INSTRUÇÃO BREVE A => Quantas linhas das entradas contêm a palavra "line"? Responda só com o número.

A especulação imobiliária em São Paulo obriga a população a buscar terrenos e aluguéis mais baratos em cidades vizinhas, que devido às obras do Rodoanel – que não por acaso leva o nome do ex-governador tucano Mário Covas – estão sendo mais procuradas devido a facilitação de acesso, resultado de qualquer obra rodoviária de grande porte. Observa-se, então, que o próprio Governo do Estado foi responsável por estimular a urbanização de uma região que, segundo a Sabesp e qualquer técnico em meio ambiente que se preze, deveria ser preservada, uma vez que a urbanização de áreas de manancial prejudica a capitação da água (devido, entre outros fatores, a impermeabilização do solo) e sua qualidade. Além disso, não se pode ignorar o fato de as obras do Rodoanel passarem, literalmente, por cima dos mananciais, colocando em risco não só o sistema Cantareira, mas também as represas Billings e Guarapiranga, utilizadas para o abastecimento hídrico da zona Sul da capital.

ENTRADAS =>
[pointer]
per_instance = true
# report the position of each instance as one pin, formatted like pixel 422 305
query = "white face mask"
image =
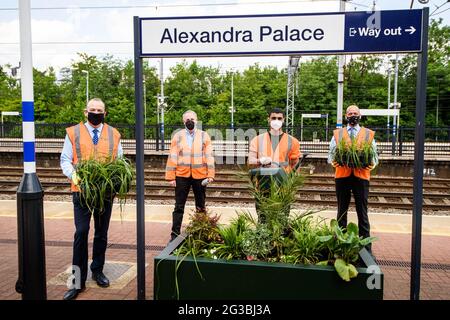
pixel 276 124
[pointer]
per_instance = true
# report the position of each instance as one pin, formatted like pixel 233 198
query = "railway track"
pixel 385 192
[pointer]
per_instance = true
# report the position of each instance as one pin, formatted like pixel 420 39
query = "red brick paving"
pixel 435 284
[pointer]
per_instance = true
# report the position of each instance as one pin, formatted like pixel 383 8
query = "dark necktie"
pixel 95 137
pixel 352 133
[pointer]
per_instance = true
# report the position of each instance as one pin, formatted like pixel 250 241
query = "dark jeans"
pixel 182 189
pixel 82 218
pixel 360 189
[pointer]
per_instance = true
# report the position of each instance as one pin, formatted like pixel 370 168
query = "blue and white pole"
pixel 30 206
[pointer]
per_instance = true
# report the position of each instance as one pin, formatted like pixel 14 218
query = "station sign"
pixel 283 34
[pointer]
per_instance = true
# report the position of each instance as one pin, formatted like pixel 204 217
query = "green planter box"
pixel 240 279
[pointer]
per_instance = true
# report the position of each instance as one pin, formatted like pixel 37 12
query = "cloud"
pixel 115 25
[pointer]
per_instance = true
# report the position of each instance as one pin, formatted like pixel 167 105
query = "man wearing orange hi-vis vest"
pixel 353 179
pixel 190 163
pixel 92 139
pixel 273 149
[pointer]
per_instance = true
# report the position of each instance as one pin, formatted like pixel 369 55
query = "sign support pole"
pixel 421 94
pixel 32 282
pixel 140 190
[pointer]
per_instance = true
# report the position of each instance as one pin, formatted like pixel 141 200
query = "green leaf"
pixel 325 238
pixel 352 271
pixel 342 269
pixel 352 228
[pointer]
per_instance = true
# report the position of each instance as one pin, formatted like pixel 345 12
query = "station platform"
pixel 392 250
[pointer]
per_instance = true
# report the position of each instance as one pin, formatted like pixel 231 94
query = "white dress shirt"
pixel 67 152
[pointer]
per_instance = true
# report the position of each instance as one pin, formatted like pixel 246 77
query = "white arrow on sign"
pixel 411 30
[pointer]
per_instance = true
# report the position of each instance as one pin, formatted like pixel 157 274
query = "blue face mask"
pixel 353 120
pixel 96 118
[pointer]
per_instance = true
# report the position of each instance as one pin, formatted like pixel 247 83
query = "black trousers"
pixel 82 218
pixel 183 186
pixel 360 189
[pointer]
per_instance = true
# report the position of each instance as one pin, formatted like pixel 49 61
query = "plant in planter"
pixel 354 155
pixel 287 256
pixel 100 181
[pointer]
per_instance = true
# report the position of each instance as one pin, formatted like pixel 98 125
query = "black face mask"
pixel 190 124
pixel 353 120
pixel 96 118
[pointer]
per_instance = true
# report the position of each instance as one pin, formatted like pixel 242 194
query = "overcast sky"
pixel 76 22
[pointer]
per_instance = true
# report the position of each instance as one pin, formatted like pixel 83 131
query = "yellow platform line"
pixel 380 222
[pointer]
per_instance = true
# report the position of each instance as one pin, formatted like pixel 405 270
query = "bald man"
pixel 353 180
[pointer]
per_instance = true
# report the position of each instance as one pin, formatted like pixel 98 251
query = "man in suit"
pixel 91 139
pixel 353 180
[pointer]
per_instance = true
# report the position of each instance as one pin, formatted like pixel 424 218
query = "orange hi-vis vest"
pixel 185 161
pixel 84 149
pixel 287 150
pixel 364 134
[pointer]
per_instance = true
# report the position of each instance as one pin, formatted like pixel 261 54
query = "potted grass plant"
pixel 102 180
pixel 354 155
pixel 289 256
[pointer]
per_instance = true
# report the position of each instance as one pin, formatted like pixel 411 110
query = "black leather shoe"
pixel 72 293
pixel 101 279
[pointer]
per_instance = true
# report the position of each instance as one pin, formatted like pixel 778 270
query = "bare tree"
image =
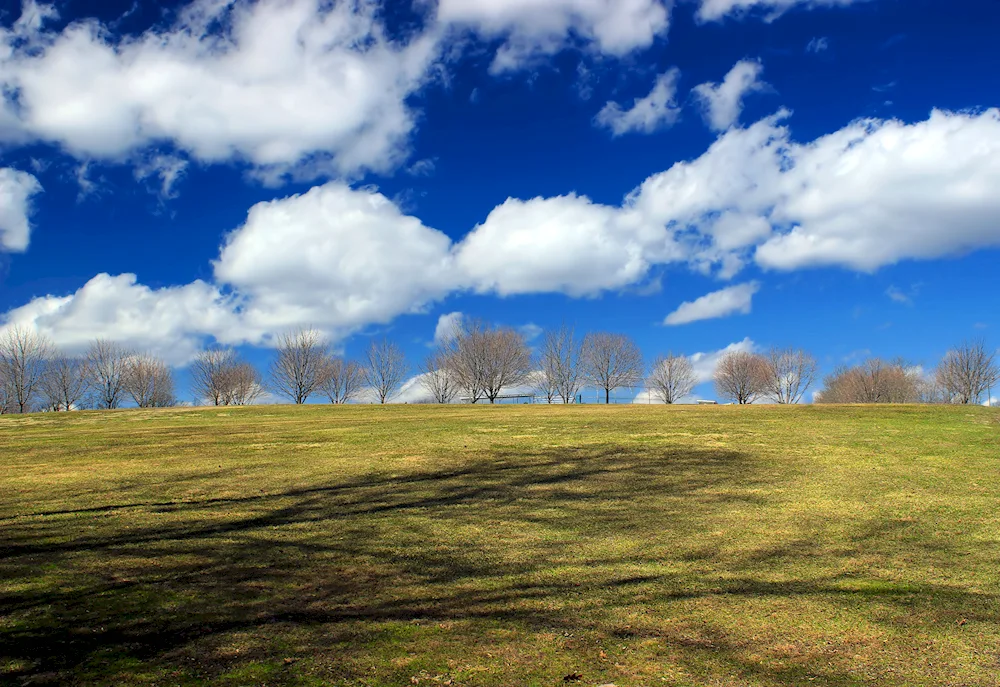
pixel 301 366
pixel 968 371
pixel 438 378
pixel 24 354
pixel 344 380
pixel 873 381
pixel 149 381
pixel 65 383
pixel 385 370
pixel 560 364
pixel 210 373
pixel 106 364
pixel 789 374
pixel 741 376
pixel 611 361
pixel 465 355
pixel 507 362
pixel 672 377
pixel 243 385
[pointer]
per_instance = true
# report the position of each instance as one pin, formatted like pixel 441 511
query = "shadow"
pixel 547 541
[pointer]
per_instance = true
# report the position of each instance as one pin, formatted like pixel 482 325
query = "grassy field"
pixel 512 545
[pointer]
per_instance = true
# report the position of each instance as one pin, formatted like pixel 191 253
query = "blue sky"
pixel 814 173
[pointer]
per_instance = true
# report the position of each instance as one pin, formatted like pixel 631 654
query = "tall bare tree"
pixel 672 378
pixel 210 373
pixel 790 373
pixel 968 371
pixel 873 381
pixel 438 379
pixel 465 355
pixel 301 365
pixel 344 380
pixel 611 361
pixel 107 365
pixel 385 369
pixel 149 381
pixel 559 360
pixel 65 383
pixel 242 384
pixel 507 363
pixel 24 354
pixel 741 376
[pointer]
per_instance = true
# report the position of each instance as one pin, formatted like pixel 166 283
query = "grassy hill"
pixel 512 545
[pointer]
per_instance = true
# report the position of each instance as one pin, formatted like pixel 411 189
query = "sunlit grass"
pixel 511 545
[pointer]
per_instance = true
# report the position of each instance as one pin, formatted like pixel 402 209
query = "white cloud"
pixel 564 244
pixel 713 10
pixel 334 257
pixel 535 28
pixel 16 191
pixel 818 45
pixel 339 259
pixel 287 81
pixel 657 110
pixel 733 299
pixel 448 327
pixel 170 322
pixel 704 364
pixel 722 103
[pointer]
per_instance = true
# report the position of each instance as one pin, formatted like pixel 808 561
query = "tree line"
pixel 477 363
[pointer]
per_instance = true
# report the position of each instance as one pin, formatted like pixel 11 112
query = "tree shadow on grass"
pixel 512 540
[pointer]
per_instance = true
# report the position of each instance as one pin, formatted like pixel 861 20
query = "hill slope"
pixel 514 545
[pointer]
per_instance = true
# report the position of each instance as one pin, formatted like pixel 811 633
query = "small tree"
pixel 65 383
pixel 344 380
pixel 968 371
pixel 242 384
pixel 672 378
pixel 507 363
pixel 210 374
pixel 611 361
pixel 301 366
pixel 385 369
pixel 789 374
pixel 438 378
pixel 149 381
pixel 560 364
pixel 741 377
pixel 107 365
pixel 24 354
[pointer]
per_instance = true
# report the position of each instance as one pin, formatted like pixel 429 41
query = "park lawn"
pixel 507 545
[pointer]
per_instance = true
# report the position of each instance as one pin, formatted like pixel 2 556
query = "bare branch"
pixel 385 370
pixel 107 365
pixel 344 380
pixel 611 361
pixel 741 377
pixel 301 366
pixel 789 374
pixel 672 378
pixel 24 354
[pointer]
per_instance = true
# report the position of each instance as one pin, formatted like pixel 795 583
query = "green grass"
pixel 508 545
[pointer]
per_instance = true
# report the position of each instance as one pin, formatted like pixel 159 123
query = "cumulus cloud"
pixel 171 322
pixel 535 28
pixel 722 103
pixel 564 244
pixel 273 82
pixel 871 194
pixel 733 299
pixel 448 327
pixel 16 191
pixel 714 10
pixel 657 110
pixel 704 364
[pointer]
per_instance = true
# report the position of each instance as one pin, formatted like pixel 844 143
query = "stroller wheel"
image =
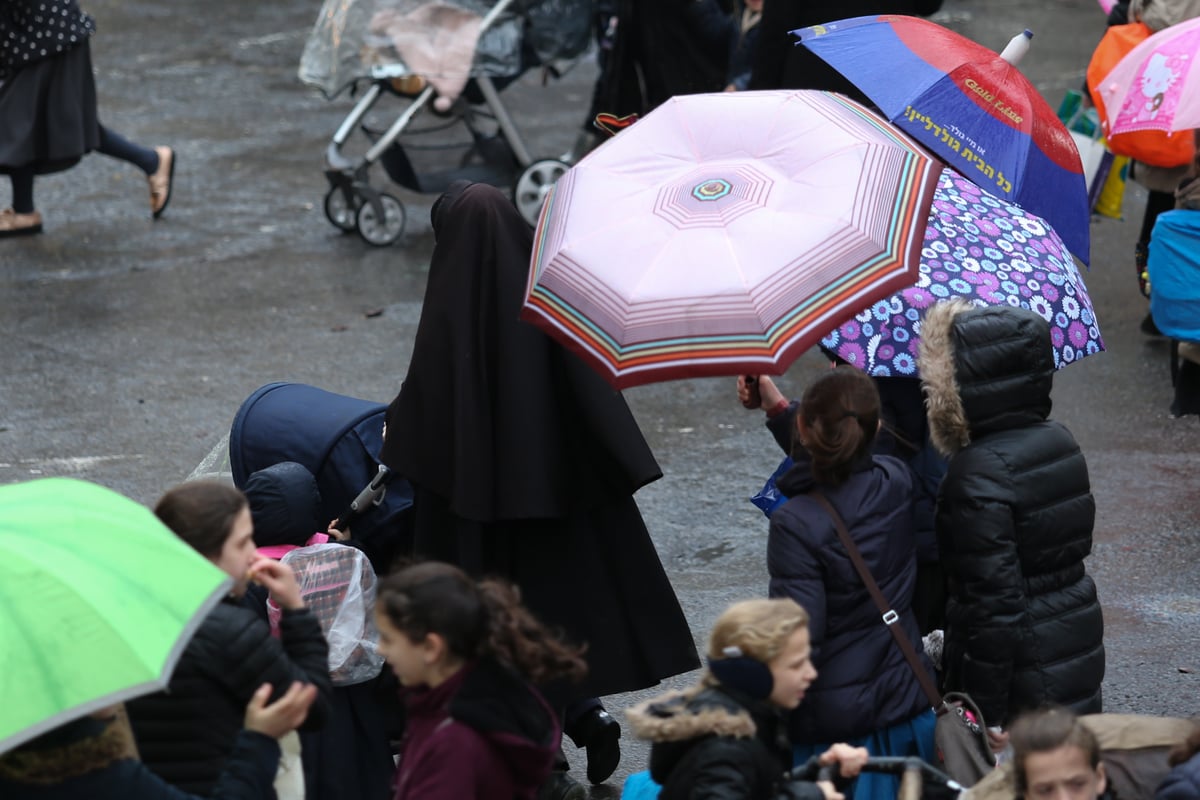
pixel 383 232
pixel 534 184
pixel 341 211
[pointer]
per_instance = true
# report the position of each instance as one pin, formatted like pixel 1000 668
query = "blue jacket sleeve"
pixel 249 774
pixel 783 427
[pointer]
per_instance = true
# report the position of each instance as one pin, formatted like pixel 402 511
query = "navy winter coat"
pixel 1014 517
pixel 85 761
pixel 864 683
pixel 186 733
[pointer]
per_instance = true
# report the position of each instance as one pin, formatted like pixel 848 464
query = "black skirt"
pixel 593 576
pixel 48 114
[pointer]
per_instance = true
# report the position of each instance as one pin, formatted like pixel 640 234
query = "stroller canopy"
pixel 339 439
pixel 352 37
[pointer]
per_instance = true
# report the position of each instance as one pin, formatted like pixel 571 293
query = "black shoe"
pixel 561 786
pixel 600 734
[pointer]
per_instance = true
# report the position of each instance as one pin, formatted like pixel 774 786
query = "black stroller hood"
pixel 339 439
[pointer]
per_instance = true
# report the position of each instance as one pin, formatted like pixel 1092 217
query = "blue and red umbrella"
pixel 972 108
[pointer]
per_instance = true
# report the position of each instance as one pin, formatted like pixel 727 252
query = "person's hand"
pixel 850 759
pixel 283 715
pixel 748 391
pixel 280 581
pixel 829 791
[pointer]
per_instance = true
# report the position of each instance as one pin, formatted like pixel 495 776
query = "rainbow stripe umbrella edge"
pixel 97 601
pixel 724 234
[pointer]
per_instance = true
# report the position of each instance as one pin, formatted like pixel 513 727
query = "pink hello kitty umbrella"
pixel 1156 85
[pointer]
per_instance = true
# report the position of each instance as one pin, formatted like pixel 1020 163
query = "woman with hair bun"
pixel 867 695
pixel 468 655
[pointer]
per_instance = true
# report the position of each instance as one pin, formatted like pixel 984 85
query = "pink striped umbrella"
pixel 726 233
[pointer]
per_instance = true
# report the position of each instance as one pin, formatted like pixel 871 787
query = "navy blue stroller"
pixel 339 439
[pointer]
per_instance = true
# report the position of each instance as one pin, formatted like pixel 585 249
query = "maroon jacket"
pixel 484 734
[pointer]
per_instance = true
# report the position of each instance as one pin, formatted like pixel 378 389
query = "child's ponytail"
pixel 841 415
pixel 475 620
pixel 515 637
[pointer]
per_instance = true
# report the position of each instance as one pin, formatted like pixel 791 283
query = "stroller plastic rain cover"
pixel 442 38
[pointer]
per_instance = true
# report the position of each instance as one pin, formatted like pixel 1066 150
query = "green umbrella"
pixel 97 600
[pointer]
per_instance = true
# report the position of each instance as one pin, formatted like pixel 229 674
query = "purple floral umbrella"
pixel 985 251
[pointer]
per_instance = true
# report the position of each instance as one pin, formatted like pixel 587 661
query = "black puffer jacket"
pixel 713 743
pixel 783 64
pixel 186 733
pixel 1014 517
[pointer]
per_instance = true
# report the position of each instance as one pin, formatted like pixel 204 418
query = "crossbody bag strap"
pixel 889 615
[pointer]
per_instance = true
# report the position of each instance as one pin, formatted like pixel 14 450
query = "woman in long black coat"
pixel 48 108
pixel 525 462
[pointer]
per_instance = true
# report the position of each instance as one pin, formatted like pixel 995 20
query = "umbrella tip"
pixel 1018 47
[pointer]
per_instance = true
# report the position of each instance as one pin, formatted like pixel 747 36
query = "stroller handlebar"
pixel 915 775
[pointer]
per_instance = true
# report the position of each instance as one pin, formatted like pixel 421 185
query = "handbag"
pixel 769 497
pixel 960 733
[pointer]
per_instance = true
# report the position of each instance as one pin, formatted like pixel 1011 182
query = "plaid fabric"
pixel 337 585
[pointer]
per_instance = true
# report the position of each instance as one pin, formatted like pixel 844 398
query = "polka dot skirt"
pixel 31 30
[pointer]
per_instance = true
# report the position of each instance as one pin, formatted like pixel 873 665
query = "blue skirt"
pixel 911 738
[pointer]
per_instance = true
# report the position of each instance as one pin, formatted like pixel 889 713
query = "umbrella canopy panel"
pixel 1156 86
pixel 723 232
pixel 972 108
pixel 97 600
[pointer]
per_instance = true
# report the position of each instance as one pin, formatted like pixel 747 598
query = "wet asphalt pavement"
pixel 129 344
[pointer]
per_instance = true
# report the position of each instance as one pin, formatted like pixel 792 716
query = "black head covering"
pixel 283 501
pixel 493 415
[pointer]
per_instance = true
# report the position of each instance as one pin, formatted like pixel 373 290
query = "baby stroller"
pixel 337 439
pixel 449 56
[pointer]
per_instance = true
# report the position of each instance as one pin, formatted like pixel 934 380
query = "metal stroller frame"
pixel 354 204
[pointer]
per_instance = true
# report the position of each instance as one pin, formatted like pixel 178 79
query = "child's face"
pixel 412 661
pixel 1062 774
pixel 792 671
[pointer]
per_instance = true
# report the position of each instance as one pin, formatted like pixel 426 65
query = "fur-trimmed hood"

INSTRUÇÃO BREVE B => Quais sistemas e represas de abastecimento de água o artigo sobre o Rodoanel diz que as obras colocam em risco?

RESPOSTA COMPLETA A => 2

RESPOSTA COMPLETA B => Sistema Cantareira, represa Billings e represa Guarapiranga.